[Source records]
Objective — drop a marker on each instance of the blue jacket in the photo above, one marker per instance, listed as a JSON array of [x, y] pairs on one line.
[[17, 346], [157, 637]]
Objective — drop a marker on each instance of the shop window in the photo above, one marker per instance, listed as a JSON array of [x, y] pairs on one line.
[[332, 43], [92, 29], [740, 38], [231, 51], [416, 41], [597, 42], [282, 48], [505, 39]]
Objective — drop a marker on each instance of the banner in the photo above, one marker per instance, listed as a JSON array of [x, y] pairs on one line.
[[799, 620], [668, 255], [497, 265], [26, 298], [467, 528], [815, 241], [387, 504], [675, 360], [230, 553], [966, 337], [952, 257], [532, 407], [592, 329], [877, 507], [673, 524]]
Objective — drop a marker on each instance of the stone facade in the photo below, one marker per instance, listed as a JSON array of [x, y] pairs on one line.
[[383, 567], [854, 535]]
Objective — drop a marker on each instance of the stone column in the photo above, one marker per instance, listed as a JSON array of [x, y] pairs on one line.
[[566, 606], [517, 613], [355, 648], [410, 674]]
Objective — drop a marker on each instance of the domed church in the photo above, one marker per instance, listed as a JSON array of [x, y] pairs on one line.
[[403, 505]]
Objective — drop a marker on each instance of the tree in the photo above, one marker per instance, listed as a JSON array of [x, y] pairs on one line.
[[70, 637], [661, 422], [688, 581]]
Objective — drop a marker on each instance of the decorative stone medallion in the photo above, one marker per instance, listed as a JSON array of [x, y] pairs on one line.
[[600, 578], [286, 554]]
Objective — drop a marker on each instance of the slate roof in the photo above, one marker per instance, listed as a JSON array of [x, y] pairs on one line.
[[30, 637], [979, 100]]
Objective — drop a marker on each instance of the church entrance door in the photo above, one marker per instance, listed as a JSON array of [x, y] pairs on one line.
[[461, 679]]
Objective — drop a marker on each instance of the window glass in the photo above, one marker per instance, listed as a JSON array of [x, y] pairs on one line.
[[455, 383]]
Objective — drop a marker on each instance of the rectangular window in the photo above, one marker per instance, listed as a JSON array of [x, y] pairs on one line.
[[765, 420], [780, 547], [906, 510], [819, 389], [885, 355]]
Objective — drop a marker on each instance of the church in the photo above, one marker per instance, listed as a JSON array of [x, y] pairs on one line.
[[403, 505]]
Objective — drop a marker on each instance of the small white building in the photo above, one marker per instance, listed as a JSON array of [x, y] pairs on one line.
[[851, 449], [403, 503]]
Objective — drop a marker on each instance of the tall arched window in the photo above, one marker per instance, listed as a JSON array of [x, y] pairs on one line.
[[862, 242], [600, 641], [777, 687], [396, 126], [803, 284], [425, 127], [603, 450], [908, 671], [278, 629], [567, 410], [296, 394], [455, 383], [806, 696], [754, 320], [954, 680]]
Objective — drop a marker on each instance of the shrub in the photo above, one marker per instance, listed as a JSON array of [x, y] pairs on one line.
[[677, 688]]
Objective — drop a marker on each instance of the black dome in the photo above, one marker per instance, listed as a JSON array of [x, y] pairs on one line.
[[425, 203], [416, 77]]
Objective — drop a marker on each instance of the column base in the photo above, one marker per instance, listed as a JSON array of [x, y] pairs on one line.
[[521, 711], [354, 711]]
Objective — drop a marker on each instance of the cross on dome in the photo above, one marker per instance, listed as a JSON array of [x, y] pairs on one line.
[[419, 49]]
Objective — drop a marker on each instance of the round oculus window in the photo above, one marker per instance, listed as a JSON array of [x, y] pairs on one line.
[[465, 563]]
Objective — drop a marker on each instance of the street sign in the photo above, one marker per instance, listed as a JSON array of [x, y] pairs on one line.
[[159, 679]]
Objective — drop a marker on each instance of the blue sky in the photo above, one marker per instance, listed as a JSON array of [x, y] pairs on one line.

▶ [Task description]: Write the entries out a second time. Match them exactly.

▶ [Response area]:
Objective — drop a marker on each instance of the blue jacket in the photo above, one marker per instance, listed as a JSON array of [x, y] pairs on one line.
[[17, 346], [157, 637]]
Objective — drop a marker on each instance of the shop window in the photo above, one marker per instance, listed as a JSON array of [x, y] pairs on one line.
[[332, 43], [92, 29], [740, 38], [231, 51], [416, 41], [597, 42], [282, 48], [505, 39]]
Objective — drop a marker on each instance of the banner in the photo above, one marker per instance, listed as a JSON array of [x, y] pairs on one line.
[[799, 620], [668, 255], [497, 265], [26, 298], [467, 528], [815, 241], [387, 504], [675, 360], [230, 553], [966, 337], [952, 257], [532, 407], [592, 329], [877, 507], [673, 524]]
Objective — drop a marker on each instance of the stone facade in the photo below, one marker per instance, listed as a JSON array of [x, y] pairs on one line.
[[383, 567], [854, 535]]
Objective — drop a marker on each instance of the stone column in the photo above, one marker per instance, listed as a JSON array of [x, y] pairs on one line.
[[566, 606], [517, 613], [355, 648], [410, 674]]
Objective — drop a marker on each instance of the domed church in the photo above, one marker per instance, listed as a JSON array of [x, y] pairs on one line.
[[403, 505]]
Objective — drop a marker on each instance of the tree in the photo above, one marker per instance, listed as a JSON array of [x, y] pairs on one line.
[[70, 637], [661, 422], [688, 581]]
Objective — drop a marker on each instance of the decorative stone medallion in the photo above, one marker per instance, listed as a JSON array of [x, y] pairs on one line.
[[600, 578], [286, 554]]
Objective — drop a marker on each instance of the slate roof in the photo above, one marker per instance, listed as a JSON array of [x, y] pairs on one line.
[[30, 637], [979, 100]]
Objective — drop a marker on each instance of the church entrance door in the photo above, one marker per instance, listed as a JSON array of [x, y] pairs on one line.
[[461, 679]]
Objective — drop a marker on each instance of the window glass in the photo above, one marker per instance, listed as a JSON array of [x, y] pairs on one line.
[[455, 383]]
Objective — drop a marker on each instance of the rectangular window in the photo above, one marker per instance, listed as a JSON array of [x, y] pairs on one line.
[[765, 420], [780, 547], [906, 510], [819, 389], [885, 355]]
Objective — drop a marker on each instance of the church in the photo above, one marker per instance, listed as a JSON array of [x, y] pairs on one line.
[[403, 505]]
Objective — drop a marker on each instance of the small white building in the photo above, one marker per instance, listed as a JSON array of [x, y] pairs on one line.
[[851, 449], [403, 503]]
Objective — drop a marker on each instance of the tall arched window in the photo above, one marker per instance, listed as a JSON array of [x, y] pairs on one line.
[[862, 242], [600, 641], [777, 687], [396, 126], [803, 284], [425, 127], [603, 450], [908, 671], [278, 629], [567, 410], [296, 394], [455, 383], [806, 696], [754, 320], [954, 680]]
Objective — drop a marker on each instance of the shrub in the photo above, one marker per instance, listed as a JSON array of [x, y] pairs on one line.
[[677, 688]]
Objective — drop a marker on each instance of the black dome in the photo above, one marker per instance, listed as a JSON array of [x, y] pairs on one line.
[[425, 203], [416, 77]]
Objective — drop a marker on each instance of the column base in the photo above, one marker per instance, listed as a JSON array of [x, y] pairs on one line.
[[521, 711], [354, 711]]
Objective — drop a marker on each instance of the cross on dome in the photo above, one marker per instance, listed as a JSON array of [x, y] pairs on one line.
[[419, 49]]
Objective — drop a marker on each instance of the round oculus window in the photo above, one marker per instance, listed as a JSON array of [x, y] pairs on one line.
[[465, 563]]
Objective — drop a marker on each instance of the street sign in the photo above, one marker per instance, listed as a JSON array of [x, y] pairs on one line.
[[159, 679]]
Objective — drop a marker on each instance of the blue sky in the photo above, one marker per instance, listed as a JSON array of [x, y] pairs on one line.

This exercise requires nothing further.